## Start Information shown
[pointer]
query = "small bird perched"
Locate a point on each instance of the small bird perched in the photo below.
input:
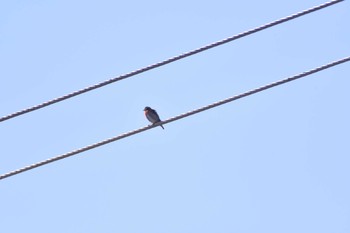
(152, 115)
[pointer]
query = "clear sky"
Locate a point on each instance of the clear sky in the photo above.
(277, 161)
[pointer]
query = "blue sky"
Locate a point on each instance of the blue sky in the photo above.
(277, 161)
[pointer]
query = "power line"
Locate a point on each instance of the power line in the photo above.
(213, 105)
(170, 60)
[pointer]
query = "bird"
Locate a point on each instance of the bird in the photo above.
(152, 115)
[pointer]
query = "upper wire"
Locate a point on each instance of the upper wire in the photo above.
(213, 105)
(170, 60)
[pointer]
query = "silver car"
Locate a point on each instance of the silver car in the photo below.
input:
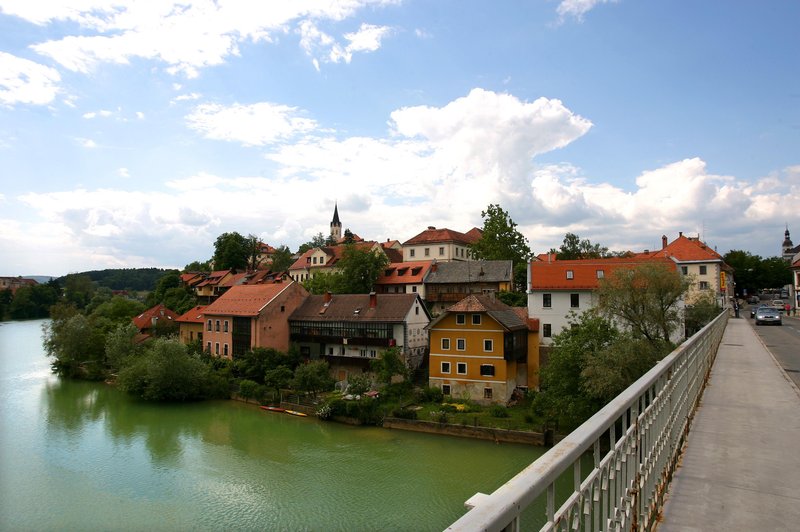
(768, 315)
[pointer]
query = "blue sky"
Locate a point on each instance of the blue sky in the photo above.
(132, 134)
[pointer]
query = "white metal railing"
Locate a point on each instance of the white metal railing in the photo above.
(635, 442)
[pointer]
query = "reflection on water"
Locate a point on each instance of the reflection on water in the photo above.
(85, 456)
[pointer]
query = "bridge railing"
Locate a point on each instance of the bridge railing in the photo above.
(635, 442)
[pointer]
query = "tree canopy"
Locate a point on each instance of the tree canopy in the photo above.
(573, 248)
(644, 299)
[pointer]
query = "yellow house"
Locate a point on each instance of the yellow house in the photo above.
(482, 350)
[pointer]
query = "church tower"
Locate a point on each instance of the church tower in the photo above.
(786, 248)
(336, 225)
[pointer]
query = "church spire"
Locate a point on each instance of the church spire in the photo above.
(336, 225)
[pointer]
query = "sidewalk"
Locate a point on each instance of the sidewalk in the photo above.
(741, 466)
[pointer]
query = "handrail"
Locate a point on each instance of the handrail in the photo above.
(635, 441)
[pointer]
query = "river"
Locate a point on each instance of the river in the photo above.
(84, 456)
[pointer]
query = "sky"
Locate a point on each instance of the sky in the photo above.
(134, 133)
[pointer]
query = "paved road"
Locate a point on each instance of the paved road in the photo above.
(784, 344)
(741, 468)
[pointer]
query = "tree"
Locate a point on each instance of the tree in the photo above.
(313, 377)
(197, 266)
(281, 259)
(562, 396)
(388, 365)
(502, 241)
(644, 299)
(231, 251)
(573, 248)
(361, 267)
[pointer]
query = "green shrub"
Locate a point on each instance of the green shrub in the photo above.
(499, 411)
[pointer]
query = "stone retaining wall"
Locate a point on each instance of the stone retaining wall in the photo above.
(466, 431)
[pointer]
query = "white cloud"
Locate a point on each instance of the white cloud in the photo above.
(186, 35)
(578, 8)
(252, 125)
(26, 82)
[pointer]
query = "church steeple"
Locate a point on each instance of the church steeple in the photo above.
(336, 225)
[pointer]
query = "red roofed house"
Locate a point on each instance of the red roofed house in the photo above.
(248, 316)
(191, 325)
(444, 245)
(155, 320)
(348, 330)
(707, 269)
(482, 349)
(560, 287)
(403, 278)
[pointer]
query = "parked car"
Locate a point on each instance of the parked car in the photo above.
(768, 315)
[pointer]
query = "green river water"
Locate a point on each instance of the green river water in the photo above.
(84, 456)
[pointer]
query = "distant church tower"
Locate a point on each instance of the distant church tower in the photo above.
(787, 250)
(336, 225)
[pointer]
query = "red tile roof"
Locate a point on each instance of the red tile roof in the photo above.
(432, 235)
(553, 275)
(399, 273)
(246, 300)
(687, 249)
(193, 315)
(145, 320)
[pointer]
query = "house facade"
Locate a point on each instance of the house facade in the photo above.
(348, 330)
(708, 272)
(248, 316)
(191, 324)
(482, 349)
(447, 283)
(444, 245)
(560, 288)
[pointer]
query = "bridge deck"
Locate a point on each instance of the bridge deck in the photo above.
(741, 467)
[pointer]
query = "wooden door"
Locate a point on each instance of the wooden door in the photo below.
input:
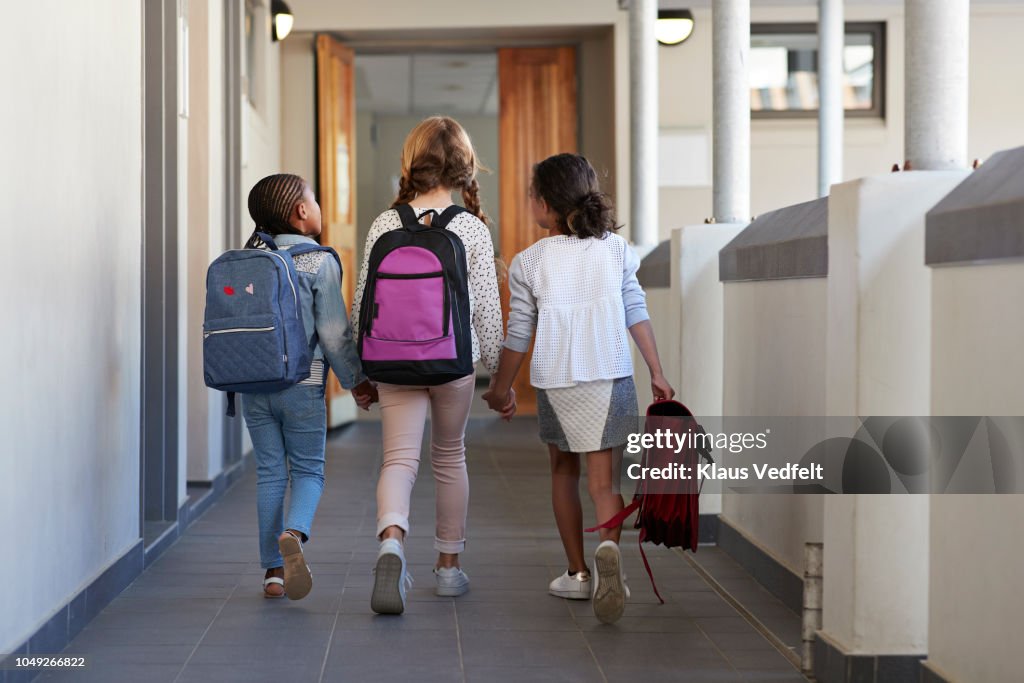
(538, 118)
(336, 155)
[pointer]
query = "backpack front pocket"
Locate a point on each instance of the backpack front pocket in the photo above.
(409, 307)
(244, 350)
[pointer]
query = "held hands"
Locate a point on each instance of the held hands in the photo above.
(660, 387)
(366, 394)
(502, 402)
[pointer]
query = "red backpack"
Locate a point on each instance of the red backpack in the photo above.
(668, 510)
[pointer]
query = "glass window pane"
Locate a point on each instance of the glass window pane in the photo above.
(783, 71)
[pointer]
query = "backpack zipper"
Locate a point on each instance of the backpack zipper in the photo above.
(232, 330)
(295, 297)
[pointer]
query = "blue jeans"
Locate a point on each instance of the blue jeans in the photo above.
(289, 433)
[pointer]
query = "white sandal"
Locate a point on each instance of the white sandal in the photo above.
(269, 581)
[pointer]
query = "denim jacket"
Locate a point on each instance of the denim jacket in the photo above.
(324, 309)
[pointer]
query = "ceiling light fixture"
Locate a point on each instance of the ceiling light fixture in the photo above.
(282, 19)
(674, 26)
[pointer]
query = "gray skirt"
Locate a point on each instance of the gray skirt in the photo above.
(588, 417)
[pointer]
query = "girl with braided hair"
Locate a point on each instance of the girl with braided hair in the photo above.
(289, 428)
(437, 159)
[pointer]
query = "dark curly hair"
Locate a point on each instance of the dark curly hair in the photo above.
(568, 184)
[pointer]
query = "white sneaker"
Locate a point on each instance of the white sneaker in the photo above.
(452, 582)
(391, 581)
(571, 587)
(609, 586)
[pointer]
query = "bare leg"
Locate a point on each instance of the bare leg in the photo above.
(607, 503)
(565, 502)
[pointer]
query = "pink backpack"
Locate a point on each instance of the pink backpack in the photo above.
(415, 327)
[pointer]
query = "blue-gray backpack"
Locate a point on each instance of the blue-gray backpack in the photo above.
(254, 340)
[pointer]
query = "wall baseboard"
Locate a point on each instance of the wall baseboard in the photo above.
(69, 621)
(930, 674)
(832, 665)
(772, 574)
(708, 529)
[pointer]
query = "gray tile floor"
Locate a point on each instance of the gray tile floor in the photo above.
(198, 614)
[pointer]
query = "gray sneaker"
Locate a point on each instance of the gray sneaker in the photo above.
(391, 581)
(452, 582)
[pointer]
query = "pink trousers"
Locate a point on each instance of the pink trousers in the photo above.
(403, 414)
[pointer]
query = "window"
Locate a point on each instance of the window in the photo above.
(784, 77)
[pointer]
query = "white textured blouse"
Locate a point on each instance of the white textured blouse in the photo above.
(580, 296)
(484, 302)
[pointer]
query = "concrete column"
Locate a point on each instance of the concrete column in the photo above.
(936, 83)
(731, 129)
(830, 70)
(643, 127)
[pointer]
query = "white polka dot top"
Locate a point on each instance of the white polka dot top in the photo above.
(484, 302)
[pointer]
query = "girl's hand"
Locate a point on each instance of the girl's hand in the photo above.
(366, 394)
(660, 387)
(510, 407)
(501, 402)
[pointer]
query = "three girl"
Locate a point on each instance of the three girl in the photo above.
(577, 291)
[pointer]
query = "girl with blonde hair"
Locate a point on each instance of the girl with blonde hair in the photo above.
(437, 159)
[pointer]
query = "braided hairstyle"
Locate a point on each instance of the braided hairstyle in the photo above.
(271, 202)
(438, 153)
(568, 184)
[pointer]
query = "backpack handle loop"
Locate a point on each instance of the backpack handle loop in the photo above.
(267, 240)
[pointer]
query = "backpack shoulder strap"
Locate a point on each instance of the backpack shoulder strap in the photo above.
(298, 250)
(446, 215)
(407, 215)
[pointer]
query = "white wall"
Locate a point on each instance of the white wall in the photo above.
(298, 105)
(879, 364)
(203, 415)
(976, 563)
(775, 366)
(72, 179)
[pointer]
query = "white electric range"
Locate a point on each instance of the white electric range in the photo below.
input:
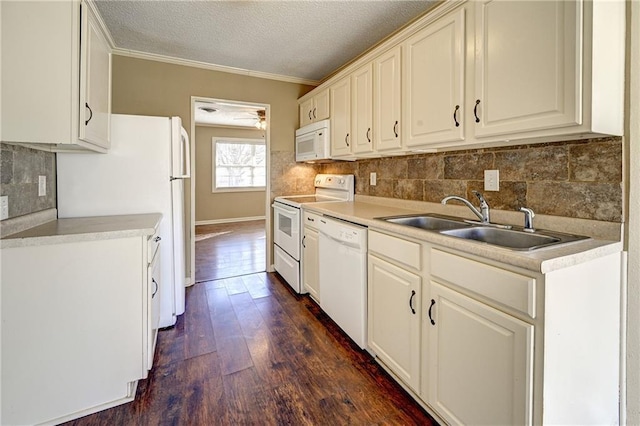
(287, 223)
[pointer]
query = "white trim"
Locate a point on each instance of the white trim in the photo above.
(230, 220)
(103, 27)
(630, 403)
(212, 67)
(267, 137)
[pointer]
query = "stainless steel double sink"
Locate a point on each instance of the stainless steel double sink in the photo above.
(511, 237)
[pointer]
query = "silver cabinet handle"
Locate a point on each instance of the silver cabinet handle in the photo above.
(90, 114)
(433, 302)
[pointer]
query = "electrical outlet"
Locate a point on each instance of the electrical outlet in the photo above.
(491, 180)
(4, 207)
(42, 186)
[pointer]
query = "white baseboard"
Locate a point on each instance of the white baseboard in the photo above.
(234, 219)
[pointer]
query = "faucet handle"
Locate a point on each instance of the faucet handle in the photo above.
(483, 202)
(528, 219)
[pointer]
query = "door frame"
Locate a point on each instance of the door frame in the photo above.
(267, 211)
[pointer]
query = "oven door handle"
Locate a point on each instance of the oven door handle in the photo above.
(283, 208)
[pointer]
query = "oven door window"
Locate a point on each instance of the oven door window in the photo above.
(285, 224)
(287, 229)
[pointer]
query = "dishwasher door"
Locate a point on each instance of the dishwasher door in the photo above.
(343, 276)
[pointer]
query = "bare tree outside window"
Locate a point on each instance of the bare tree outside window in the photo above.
(239, 164)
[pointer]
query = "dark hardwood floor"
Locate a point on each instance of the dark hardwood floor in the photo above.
(248, 351)
(229, 249)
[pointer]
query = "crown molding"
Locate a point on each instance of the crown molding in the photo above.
(212, 67)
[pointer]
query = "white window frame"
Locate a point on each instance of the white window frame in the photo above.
(241, 141)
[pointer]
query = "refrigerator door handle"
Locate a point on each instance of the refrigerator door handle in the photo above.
(182, 154)
(187, 151)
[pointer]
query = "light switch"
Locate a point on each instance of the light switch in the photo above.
(42, 186)
(4, 207)
(491, 180)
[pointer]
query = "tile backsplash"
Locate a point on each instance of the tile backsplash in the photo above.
(581, 179)
(19, 171)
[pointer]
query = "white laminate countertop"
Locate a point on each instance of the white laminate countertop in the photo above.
(542, 260)
(84, 229)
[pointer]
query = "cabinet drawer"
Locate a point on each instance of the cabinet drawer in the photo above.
(152, 247)
(311, 219)
(402, 251)
(505, 287)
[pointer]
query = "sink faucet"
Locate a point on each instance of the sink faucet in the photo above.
(483, 213)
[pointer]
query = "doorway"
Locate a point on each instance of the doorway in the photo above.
(230, 209)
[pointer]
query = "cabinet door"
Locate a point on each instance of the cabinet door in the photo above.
(95, 83)
(387, 100)
(480, 361)
(362, 109)
(434, 82)
(394, 319)
(306, 110)
(340, 100)
(321, 106)
(310, 271)
(527, 72)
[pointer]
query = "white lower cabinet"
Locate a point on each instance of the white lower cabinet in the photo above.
(78, 330)
(495, 344)
(394, 319)
(479, 361)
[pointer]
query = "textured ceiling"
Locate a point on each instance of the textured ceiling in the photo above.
(301, 39)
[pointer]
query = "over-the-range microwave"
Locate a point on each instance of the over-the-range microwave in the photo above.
(313, 142)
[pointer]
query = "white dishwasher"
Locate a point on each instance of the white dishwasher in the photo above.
(343, 276)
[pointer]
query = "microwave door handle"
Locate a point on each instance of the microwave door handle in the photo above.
(284, 209)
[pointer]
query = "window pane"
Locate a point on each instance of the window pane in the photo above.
(239, 165)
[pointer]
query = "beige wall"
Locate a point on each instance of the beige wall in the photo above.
(155, 88)
(144, 87)
(220, 206)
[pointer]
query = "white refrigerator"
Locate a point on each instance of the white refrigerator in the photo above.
(143, 172)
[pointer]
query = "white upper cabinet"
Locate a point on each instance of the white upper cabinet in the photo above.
(362, 109)
(340, 100)
(434, 82)
(61, 64)
(95, 83)
(315, 108)
(497, 73)
(527, 68)
(387, 100)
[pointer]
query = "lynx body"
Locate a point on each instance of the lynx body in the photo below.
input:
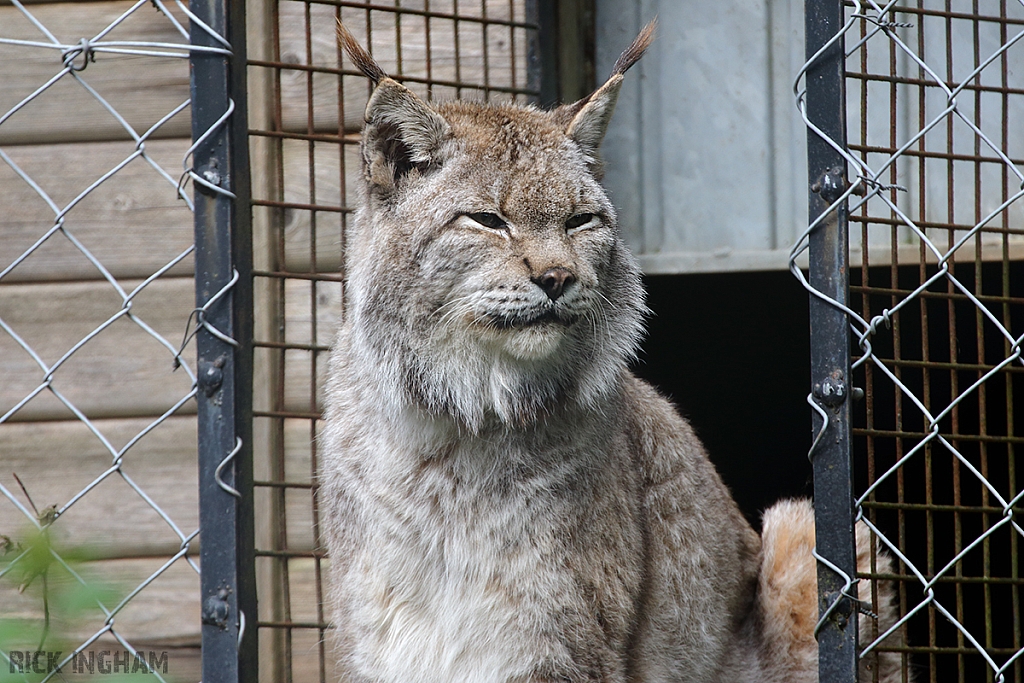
(505, 502)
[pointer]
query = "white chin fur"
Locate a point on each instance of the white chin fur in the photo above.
(532, 343)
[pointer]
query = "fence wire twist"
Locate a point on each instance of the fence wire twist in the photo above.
(74, 62)
(879, 185)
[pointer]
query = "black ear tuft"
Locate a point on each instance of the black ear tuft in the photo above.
(401, 132)
(586, 121)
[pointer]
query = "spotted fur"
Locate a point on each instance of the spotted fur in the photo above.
(504, 501)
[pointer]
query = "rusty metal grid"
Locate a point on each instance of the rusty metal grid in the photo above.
(306, 139)
(935, 105)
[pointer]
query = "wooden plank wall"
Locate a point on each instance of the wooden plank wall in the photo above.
(122, 380)
(133, 223)
(314, 93)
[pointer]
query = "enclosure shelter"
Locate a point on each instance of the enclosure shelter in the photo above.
(177, 181)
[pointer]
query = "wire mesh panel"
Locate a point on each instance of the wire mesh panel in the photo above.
(98, 563)
(934, 179)
(306, 104)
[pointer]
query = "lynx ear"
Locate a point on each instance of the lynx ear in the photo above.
(586, 121)
(401, 132)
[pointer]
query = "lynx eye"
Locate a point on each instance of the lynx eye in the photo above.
(579, 221)
(492, 220)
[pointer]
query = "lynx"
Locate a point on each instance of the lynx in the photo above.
(505, 502)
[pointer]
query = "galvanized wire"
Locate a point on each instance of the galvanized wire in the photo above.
(875, 185)
(76, 62)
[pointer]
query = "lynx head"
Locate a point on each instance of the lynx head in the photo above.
(486, 279)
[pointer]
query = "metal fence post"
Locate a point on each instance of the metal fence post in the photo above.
(828, 246)
(223, 294)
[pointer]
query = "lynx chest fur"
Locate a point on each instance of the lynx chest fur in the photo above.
(504, 501)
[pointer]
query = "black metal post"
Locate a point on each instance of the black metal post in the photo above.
(223, 293)
(825, 101)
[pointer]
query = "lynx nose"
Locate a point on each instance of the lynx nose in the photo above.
(554, 282)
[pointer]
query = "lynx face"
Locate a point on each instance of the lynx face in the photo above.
(485, 269)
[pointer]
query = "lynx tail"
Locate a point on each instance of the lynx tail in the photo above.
(633, 53)
(360, 57)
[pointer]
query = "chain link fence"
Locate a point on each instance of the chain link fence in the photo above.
(933, 152)
(98, 532)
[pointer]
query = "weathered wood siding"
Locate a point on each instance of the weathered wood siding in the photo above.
(122, 379)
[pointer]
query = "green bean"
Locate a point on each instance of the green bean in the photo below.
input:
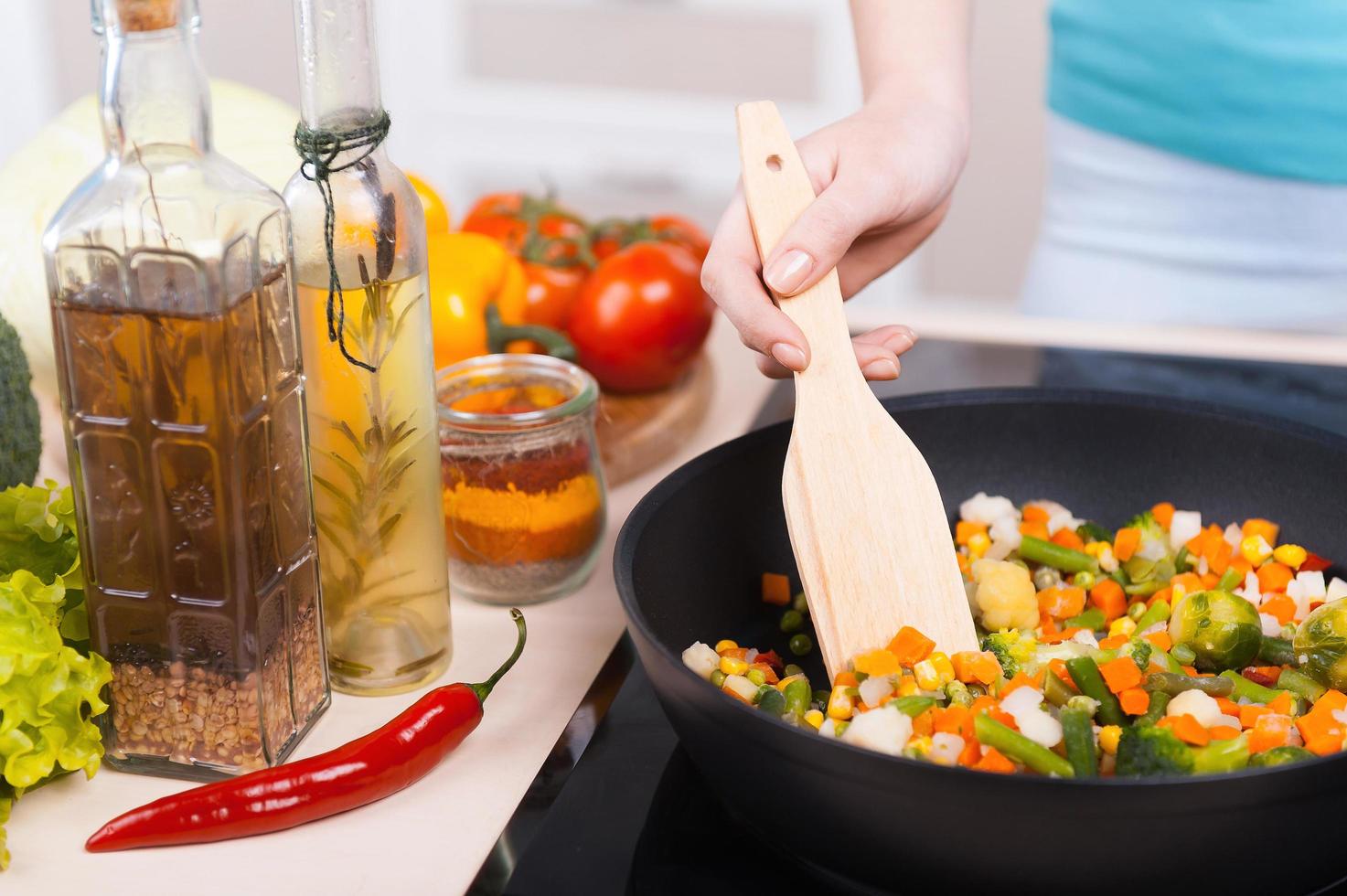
## End Information shown
§ Task statement
Find every line in the material above that contains the string "floor", treating uppercase and lowercase as different, and copy each of those lines.

§ Result
query = "gray tile floor"
Locate a point on each instance of the gray tile floor in the photo above.
query = "dark hardwood floor"
Locate a point on each instance of the dark hardwood floor in the photo above.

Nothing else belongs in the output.